**Do this:**
Repeat each entry in full, exactly.

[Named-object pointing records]
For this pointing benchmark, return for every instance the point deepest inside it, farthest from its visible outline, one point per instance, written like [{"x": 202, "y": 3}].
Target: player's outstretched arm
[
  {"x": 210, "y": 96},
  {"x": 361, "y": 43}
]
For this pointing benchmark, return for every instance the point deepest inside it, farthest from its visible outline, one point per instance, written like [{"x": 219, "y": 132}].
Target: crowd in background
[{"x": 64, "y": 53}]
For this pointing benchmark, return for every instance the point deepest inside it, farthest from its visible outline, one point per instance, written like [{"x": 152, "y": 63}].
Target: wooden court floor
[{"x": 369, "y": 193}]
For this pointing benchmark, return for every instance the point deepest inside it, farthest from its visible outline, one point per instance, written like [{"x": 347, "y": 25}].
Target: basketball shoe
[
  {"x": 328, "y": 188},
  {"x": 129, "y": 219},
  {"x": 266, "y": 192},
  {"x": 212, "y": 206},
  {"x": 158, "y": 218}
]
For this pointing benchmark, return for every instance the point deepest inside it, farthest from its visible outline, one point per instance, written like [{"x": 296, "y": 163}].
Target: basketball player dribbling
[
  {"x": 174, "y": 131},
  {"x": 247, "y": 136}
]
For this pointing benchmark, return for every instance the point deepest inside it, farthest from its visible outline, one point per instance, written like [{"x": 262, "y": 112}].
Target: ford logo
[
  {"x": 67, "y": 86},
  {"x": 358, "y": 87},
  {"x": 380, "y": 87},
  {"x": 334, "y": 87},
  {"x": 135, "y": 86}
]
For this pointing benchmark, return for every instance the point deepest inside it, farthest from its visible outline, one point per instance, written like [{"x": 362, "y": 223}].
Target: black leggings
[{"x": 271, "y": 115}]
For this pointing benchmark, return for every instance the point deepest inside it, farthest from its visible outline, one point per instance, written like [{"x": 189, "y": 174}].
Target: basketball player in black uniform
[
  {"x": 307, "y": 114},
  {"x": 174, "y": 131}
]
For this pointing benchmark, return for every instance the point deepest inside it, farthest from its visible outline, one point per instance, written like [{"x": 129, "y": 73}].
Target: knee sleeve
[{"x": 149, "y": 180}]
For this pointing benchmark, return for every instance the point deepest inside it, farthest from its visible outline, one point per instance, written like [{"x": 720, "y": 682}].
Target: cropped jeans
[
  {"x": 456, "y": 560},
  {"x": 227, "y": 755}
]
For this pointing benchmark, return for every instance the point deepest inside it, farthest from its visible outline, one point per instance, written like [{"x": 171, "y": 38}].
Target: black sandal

**Output for this task:**
For this pointing benchmark, return for every instance the point deepest inside it, farthest from its visible outline, one point per instance, written like [{"x": 202, "y": 3}].
Target: player's outstretched arm
[
  {"x": 210, "y": 96},
  {"x": 361, "y": 43}
]
For this pointing benchmark, return for every instance the point deepest inside it, farthest from its visible outline, one point per instance, written like [{"x": 219, "y": 132}].
Target: crowd in background
[{"x": 64, "y": 53}]
For this pointing benchmark, return for every instance the point deepest inside it, farthest from its visible outline, one point per instance, written like [{"x": 152, "y": 63}].
Target: wooden court floor
[{"x": 369, "y": 193}]
For this pointing benchmark, return for every instance the point deepest inside it, farthest from its visible outline, one point per instance, written like [{"x": 347, "y": 25}].
Target: basketball shoe
[
  {"x": 328, "y": 188},
  {"x": 129, "y": 219},
  {"x": 266, "y": 192},
  {"x": 212, "y": 206},
  {"x": 158, "y": 218}
]
For this pointing benchmark, return for every instance the point deepest inside it, farthest from its visible outline, one point per instance, written like [{"x": 296, "y": 163}].
Target: basketball player dribbling
[
  {"x": 174, "y": 131},
  {"x": 247, "y": 136}
]
For this pointing benchmark, return for every instance the point deepest inside it, farthest from its visible outline, one point per instance, written like [{"x": 262, "y": 112}].
Target: ford logo
[
  {"x": 67, "y": 86},
  {"x": 358, "y": 87},
  {"x": 380, "y": 87},
  {"x": 334, "y": 87},
  {"x": 135, "y": 86}
]
For this pointing benchmark, return for every instance the point deepest inside it, farthest from its visible outline, one point per instance, written like [{"x": 362, "y": 223}].
Target: black leggings
[{"x": 271, "y": 115}]
For this pointing benchmark, return for every instance the point deepest inside it, farthest from its visible outline, one point per instance, written like [{"x": 189, "y": 174}].
Target: basketball player in black uniform
[
  {"x": 307, "y": 114},
  {"x": 174, "y": 131}
]
For this pointing benchmark, return for every instance the point deepest inside it, farthest from its visible outline, one point per instance, written like [{"x": 129, "y": 73}].
Target: knee sleeve
[{"x": 149, "y": 180}]
For this pointing benchmark, return for every instance the point deepest inside it, farthest from its visible outline, one point per instance, written like [{"x": 720, "y": 682}].
Target: cropped jeans
[
  {"x": 456, "y": 560},
  {"x": 227, "y": 755}
]
For this pointing benchmark, return for every instance the point deepest inside it, farthest from its visible outline, one point per instance, written like [{"x": 171, "y": 38}].
Target: black sandal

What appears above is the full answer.